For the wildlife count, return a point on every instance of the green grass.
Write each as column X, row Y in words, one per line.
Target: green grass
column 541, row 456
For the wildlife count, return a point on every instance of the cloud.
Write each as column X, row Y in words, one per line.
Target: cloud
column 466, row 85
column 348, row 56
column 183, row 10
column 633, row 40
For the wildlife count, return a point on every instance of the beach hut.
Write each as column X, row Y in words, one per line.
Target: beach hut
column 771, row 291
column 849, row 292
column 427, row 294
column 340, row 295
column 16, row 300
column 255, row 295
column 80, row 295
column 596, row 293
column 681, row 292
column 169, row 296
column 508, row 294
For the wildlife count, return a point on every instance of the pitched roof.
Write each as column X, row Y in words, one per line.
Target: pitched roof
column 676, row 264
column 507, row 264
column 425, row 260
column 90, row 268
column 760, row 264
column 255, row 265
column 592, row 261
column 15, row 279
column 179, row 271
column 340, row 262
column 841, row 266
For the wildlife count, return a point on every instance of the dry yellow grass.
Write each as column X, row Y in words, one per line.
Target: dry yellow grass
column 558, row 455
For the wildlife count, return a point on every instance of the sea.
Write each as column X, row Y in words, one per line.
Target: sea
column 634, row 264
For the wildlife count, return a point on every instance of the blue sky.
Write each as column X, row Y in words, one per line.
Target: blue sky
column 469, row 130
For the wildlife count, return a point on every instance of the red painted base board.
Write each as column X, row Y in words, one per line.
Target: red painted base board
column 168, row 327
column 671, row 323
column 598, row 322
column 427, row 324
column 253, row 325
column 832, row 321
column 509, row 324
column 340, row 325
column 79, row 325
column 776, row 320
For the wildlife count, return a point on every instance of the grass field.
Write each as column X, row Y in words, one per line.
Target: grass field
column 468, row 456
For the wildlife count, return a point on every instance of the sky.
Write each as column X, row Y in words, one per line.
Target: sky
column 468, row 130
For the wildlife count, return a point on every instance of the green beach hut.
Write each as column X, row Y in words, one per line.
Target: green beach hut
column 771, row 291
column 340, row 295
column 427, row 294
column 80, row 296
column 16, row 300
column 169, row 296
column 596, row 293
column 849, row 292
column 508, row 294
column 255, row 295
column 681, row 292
:::::
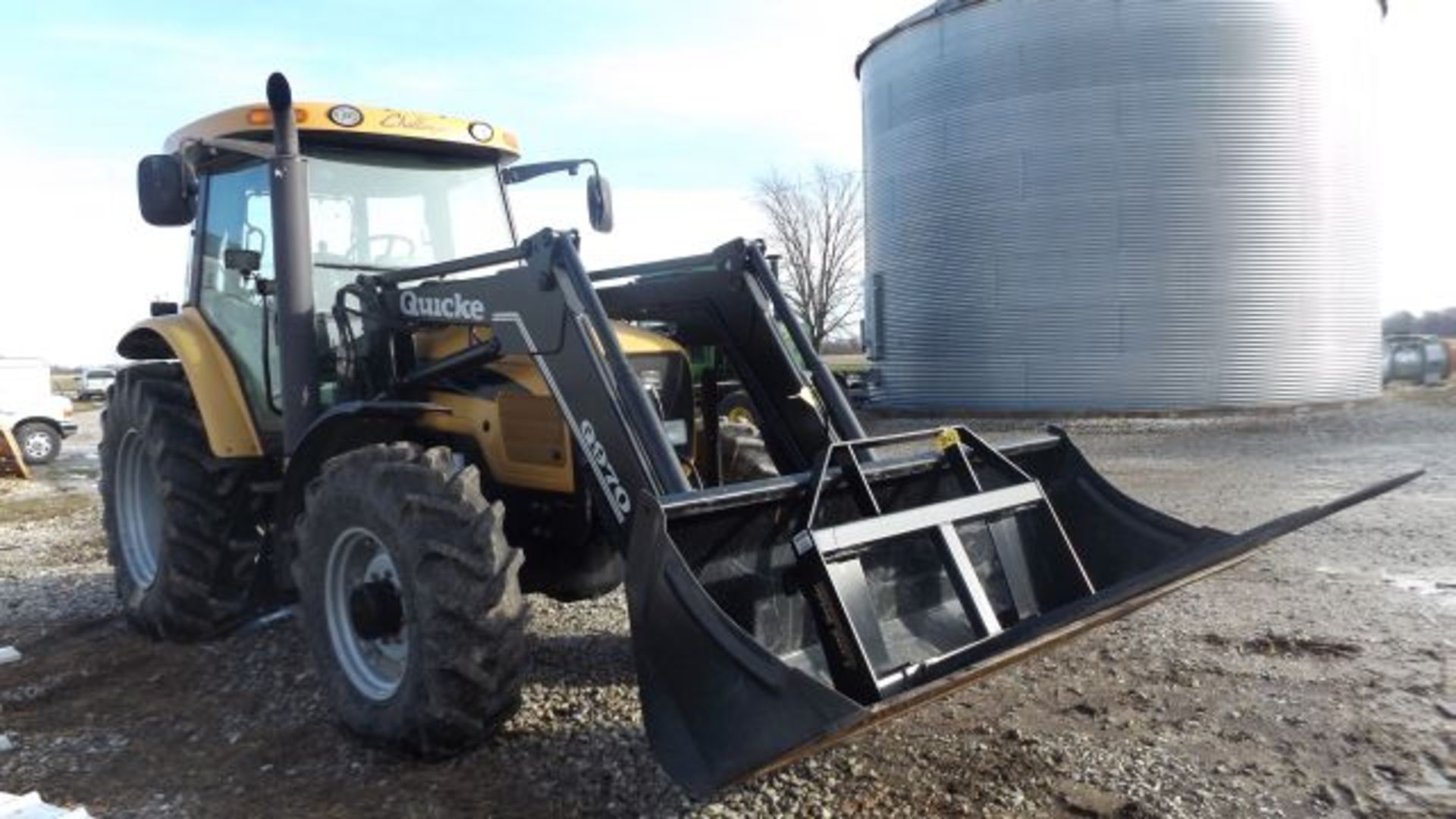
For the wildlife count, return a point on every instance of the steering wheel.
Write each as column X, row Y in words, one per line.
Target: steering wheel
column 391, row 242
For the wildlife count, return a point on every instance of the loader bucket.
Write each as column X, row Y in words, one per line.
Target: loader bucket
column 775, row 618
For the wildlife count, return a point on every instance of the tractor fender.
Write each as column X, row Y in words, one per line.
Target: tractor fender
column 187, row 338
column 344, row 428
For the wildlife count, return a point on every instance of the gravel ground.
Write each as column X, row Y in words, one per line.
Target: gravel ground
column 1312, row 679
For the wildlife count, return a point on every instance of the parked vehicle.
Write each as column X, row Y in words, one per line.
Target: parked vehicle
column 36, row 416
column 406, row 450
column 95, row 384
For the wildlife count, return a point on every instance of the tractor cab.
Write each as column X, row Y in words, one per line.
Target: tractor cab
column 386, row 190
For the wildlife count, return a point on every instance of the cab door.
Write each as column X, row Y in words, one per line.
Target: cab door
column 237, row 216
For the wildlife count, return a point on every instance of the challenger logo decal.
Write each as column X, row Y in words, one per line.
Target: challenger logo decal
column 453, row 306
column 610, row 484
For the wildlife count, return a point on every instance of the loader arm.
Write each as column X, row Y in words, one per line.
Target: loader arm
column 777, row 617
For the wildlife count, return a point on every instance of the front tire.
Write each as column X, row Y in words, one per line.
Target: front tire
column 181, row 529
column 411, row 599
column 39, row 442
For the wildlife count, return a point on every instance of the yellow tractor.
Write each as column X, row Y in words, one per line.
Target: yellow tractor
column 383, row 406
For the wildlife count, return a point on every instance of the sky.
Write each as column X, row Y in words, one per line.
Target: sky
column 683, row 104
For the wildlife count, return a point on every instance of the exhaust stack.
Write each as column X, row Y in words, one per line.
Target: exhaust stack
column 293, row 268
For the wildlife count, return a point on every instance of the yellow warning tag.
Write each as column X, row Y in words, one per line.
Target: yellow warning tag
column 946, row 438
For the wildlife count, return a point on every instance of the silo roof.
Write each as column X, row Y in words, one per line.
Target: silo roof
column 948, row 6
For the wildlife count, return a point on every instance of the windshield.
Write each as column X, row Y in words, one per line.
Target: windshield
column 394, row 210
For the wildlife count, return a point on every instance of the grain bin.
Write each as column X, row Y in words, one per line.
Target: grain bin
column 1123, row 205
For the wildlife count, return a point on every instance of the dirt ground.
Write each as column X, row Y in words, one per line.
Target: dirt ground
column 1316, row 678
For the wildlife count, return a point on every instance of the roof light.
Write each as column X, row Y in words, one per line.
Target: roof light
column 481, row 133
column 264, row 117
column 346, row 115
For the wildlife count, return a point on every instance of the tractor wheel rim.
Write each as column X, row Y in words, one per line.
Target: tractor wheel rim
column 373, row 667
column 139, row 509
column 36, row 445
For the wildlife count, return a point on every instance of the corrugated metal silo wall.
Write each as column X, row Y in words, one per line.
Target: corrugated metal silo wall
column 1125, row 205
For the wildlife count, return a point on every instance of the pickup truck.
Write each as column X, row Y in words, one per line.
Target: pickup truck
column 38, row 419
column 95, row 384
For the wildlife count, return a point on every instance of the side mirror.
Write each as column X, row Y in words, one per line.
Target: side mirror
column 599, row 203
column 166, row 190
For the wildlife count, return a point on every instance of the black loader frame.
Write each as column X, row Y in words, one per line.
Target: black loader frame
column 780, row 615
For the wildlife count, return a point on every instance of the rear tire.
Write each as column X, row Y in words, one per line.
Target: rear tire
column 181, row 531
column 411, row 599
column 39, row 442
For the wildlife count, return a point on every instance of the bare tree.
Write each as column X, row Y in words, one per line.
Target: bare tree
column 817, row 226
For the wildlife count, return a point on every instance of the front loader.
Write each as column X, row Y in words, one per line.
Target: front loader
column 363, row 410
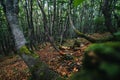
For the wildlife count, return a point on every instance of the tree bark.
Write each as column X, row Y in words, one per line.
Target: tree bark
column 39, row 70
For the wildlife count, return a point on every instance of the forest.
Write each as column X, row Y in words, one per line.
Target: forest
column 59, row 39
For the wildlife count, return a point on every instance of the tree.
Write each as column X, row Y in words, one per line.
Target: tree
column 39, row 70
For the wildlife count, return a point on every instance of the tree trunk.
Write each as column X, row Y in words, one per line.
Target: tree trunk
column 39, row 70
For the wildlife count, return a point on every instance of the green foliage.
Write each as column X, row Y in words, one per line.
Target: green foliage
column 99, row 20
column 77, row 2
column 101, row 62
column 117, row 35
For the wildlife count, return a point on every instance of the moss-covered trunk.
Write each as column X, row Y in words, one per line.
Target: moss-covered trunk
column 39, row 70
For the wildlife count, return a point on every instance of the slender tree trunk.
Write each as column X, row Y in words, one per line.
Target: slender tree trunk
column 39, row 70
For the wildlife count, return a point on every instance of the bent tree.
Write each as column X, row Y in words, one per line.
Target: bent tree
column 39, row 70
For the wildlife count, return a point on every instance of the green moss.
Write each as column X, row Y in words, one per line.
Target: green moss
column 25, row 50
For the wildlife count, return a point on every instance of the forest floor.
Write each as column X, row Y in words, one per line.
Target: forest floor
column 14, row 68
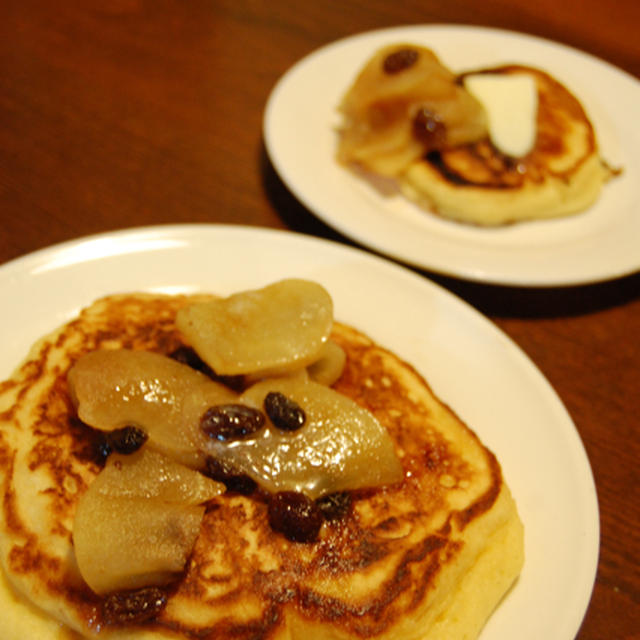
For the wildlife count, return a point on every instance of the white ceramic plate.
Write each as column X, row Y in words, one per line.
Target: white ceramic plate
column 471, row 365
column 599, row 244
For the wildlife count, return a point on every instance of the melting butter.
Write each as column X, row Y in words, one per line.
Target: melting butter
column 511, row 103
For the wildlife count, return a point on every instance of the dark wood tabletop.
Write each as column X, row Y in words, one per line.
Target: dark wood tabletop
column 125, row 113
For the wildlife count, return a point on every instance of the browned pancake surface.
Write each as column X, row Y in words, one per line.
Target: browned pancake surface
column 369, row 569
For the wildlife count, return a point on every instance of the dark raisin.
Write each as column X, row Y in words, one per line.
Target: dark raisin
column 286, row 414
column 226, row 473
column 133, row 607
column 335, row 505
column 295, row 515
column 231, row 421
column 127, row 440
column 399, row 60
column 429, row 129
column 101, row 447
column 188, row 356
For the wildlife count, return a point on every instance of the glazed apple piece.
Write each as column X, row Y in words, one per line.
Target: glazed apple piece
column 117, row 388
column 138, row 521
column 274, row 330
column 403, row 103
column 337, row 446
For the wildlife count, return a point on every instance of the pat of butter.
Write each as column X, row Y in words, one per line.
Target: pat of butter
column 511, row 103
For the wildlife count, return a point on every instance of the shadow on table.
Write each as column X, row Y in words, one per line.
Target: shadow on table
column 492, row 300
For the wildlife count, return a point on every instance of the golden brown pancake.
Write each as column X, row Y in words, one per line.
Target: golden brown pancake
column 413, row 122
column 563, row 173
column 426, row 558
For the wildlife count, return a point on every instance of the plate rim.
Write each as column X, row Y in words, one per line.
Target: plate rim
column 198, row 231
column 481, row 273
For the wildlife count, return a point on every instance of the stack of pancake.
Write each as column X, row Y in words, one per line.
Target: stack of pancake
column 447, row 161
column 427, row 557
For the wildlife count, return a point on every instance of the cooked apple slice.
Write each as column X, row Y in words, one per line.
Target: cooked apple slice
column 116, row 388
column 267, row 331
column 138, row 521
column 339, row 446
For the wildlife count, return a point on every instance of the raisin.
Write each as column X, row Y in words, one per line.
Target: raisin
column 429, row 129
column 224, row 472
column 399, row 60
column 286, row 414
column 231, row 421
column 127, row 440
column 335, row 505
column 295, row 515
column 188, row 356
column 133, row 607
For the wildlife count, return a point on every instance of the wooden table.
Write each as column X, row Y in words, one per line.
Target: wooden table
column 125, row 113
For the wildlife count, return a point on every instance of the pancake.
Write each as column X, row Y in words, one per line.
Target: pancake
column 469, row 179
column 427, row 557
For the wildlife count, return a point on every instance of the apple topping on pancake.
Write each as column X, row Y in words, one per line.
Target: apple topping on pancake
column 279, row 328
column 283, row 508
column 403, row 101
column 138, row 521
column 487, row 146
:::::
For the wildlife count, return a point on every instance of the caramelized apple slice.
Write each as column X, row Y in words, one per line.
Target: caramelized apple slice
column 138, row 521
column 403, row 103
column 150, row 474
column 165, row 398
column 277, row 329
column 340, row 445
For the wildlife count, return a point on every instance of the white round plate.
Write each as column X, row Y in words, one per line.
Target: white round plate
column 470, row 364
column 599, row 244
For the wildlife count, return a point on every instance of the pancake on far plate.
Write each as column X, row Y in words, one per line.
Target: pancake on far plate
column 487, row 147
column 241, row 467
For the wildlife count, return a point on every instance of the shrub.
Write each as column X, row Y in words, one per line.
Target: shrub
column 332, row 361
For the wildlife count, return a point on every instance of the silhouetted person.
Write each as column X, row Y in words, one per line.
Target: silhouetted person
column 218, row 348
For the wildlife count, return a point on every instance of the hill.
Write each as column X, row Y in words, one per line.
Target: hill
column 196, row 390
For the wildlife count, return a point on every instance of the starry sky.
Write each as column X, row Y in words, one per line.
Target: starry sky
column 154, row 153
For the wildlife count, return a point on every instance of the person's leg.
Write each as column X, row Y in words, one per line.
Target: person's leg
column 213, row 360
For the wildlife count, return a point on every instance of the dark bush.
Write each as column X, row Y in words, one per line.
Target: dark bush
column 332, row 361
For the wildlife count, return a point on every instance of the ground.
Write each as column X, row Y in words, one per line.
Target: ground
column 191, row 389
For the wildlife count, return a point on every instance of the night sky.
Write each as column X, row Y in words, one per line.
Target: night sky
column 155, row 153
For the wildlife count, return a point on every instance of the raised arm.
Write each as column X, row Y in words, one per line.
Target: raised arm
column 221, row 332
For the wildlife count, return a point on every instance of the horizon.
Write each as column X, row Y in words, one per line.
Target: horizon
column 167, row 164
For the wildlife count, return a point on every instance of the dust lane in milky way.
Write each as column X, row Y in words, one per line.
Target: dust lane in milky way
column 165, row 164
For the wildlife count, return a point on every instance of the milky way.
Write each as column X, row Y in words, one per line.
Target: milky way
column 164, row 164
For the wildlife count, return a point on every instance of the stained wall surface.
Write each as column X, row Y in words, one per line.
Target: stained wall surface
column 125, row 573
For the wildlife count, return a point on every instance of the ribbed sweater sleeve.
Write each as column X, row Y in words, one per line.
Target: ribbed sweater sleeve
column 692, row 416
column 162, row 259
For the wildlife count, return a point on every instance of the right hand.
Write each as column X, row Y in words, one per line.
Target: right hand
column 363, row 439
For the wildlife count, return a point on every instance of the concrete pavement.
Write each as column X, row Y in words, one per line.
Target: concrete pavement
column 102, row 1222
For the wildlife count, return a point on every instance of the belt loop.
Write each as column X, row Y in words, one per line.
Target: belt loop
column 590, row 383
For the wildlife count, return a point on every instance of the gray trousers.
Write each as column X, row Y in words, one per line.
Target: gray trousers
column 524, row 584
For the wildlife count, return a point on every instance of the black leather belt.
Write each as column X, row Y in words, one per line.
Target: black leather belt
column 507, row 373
:::::
Task =
Locate every line in the entries above that contains the word "shrub" and copy each one out. Case counts, so match capitalization exactly.

Final result =
For the wildlife count, return a point on every instance of the shrub.
Target: shrub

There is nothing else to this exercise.